Задания >>
1. Сколько верблюдов из 1600 дошло до конца похода, согласно отрывку о походе кавказского отряда?
2. Продолжите отрывок о походе кавказского отряда, начиная сразу после его последнего предложения.

Фрагмент документа >>
********************
Сделав свое дело, отряд возвратился 29 го числа в Кизил Арват. На другой день из укрепления выступил батальон фон Клугена с 900 верблюдами, для снятия укрепления в Джамале и подъема всех тяжестей. В Кизил Арвате осталось 6 рот, с провиантом на 1 1/2 месяца и со 150 еле живыми верблюдами. Предполагалось еще обозреть один из ближайших проходов в Кюрендаге и затем по р. Сумбору (приток Атрека) и Атреку идти в Чекишляр, куда войска и вернулись 18 декабря. Из 1600 верблюдов дошло только 635, а к весне осталось только 500 голов. Опыт этого похода указал, что рота в 120 штыков для поднятия 2 месячного довольствия, лагеря, запасных патронов, кухни, аптеки и 7 дневного запаса воды требует не менее 100—105 верблюдов; каждое орудие нуждается в 10 верблюдах, а каждый всадник — в 4 х, не считая еще воды для лошади. Оказалось также, что кавказские офицеры, как, например, Маркозов, понятия не имели о степных походах и делали над людьми опыты. Казалось бы, чего проще: не знаешь сам — спроси у знающего. Профессором в этом деле был, конечно, Оренбург, высылавший более ста лет отряды в степи. Опыт громадный, сослуживший службу оренбуржцам в хивинском походе 1873 г. Так вот самолюбие не позволяет просить совета у какого то Оренбурга! Наконец, если главная цель бестолковых движений Маркозова по горячим пескам состояла в изучении дорог, то выгоднее было бы поручить это дело штабс ротмистру Скобелеву, который бы опять сам сём, прошел бы все эти дороги, сделал бы съемку и стоил бы казне по крайней мере в 1000 раз дешевле…

Эта усиленная рекогносцировка казалась не только хивинцам, но и самим англичанам решительным нападением на Хиву. Во время этого похода в иностранных, а в особенности в английских газетах упорно и долго держался слух, будто Хива уже взята, но это не произвело на англичан никакого впечатления: они отнеслись к этому известию совершенно равнодушно, — ясно, что к такому исходу они уже успели привыкнуть и считали его только вопросом времени.

Итак, Хива снова уцелела и снова вздохнула свободно, а возвращение кавказского отряда после рекогносцировки принято было хивинцами да и их соседями, за отступление после неудачи…

Таким образом, благодаря стихиям и пустыням держалось разбойничье гнездо ничтожного во всех отношениях народца. Возделывая плодоносный бассейн низовьев Аму Дарьи руками пленных персиян, ежегодно доставляемых на рынки туркменами, хивинцы, со своим трехсоттысячным населением, представляли какую то странную аномалию, рядом с такою могучею державою, как Россия, а ничего с ними поделать было до сей поры невозможно.
********************
Перечень данных >>
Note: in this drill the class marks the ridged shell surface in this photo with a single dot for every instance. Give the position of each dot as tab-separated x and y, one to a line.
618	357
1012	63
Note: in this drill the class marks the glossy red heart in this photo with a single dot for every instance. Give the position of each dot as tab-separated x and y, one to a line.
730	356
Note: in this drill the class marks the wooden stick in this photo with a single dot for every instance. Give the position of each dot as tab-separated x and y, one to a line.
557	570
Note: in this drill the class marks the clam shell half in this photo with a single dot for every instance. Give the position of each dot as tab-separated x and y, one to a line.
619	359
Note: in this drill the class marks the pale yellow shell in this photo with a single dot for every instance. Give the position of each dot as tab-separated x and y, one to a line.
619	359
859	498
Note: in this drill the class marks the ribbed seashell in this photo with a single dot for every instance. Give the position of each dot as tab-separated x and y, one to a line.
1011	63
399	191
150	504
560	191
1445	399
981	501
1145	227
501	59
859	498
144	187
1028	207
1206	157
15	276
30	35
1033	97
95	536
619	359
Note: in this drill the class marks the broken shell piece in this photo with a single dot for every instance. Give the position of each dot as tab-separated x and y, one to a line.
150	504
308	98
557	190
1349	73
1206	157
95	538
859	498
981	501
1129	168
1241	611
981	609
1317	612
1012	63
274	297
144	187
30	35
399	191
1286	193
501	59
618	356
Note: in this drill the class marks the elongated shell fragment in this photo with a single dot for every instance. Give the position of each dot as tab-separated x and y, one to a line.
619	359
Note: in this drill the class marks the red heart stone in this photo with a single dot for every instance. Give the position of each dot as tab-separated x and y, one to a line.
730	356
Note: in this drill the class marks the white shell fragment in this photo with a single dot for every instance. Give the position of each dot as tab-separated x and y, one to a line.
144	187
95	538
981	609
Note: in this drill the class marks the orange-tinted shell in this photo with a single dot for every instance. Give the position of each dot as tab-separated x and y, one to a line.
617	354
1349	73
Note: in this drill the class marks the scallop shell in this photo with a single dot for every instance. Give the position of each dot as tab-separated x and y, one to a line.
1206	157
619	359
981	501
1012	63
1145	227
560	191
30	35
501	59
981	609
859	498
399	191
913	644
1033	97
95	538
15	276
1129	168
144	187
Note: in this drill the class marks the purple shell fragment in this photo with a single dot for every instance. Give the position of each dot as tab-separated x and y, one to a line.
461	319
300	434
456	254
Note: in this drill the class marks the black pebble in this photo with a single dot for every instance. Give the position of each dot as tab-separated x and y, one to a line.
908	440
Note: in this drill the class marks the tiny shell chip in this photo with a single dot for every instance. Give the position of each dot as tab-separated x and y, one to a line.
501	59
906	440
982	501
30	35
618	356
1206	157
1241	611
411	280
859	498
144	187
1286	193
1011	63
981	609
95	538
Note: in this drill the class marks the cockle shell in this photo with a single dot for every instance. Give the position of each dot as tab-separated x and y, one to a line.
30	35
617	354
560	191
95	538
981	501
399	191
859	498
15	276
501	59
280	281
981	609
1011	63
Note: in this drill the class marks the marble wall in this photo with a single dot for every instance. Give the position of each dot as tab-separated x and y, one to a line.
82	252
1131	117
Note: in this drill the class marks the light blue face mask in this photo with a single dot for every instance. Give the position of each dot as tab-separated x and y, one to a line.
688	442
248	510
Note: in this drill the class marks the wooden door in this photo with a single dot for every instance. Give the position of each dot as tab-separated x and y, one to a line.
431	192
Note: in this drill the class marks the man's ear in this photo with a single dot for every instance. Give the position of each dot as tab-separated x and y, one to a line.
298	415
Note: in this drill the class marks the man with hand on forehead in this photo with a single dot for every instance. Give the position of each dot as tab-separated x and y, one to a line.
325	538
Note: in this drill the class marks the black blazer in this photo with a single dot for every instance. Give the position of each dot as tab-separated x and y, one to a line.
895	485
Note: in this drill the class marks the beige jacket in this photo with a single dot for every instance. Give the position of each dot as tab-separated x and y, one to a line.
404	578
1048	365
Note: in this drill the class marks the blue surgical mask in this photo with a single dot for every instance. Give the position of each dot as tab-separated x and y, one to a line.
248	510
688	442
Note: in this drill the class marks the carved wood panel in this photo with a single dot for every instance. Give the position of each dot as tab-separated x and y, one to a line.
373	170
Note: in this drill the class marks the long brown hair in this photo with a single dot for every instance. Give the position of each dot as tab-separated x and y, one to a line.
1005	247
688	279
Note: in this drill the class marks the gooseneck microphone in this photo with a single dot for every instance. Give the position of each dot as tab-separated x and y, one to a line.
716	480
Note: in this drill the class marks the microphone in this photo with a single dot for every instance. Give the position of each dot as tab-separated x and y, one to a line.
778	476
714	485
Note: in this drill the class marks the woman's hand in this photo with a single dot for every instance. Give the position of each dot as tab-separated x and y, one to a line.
********************
Ответы >>
1. Дошло только 635 верблюдов.

2.
Обеспечив свой левый фланг и тыл занятием Кульджи и мирными отношениями с Кашгаром, Туркестан мог наконец поднять перчатку, давно брошенную нам Хивою.

На Кавказе твердо стояли на том, что с Хивой могут управиться одни кавказцы; других округов тревожить не стоит, и в крайнем случае можно предоставить Оренбургу и Туркестану выставить небольшие отряды в виде угрозы.

Несомненно однако же, что больное место обеих рекогносцировок Маркозова — верблюды, околевавшие как будто из патриотизма, — заставило серьезно обдумать эту задачу и отказаться от единоборства Кавказа с Хивою.

Император Александр и повелел двинуть на Хиву войска трех сопредельных округов: Туркестанского, Оренбургского и Кавказского, с таким расчетом, чтобы они могли подойти к Хивинскому оазису по возможности одновременно.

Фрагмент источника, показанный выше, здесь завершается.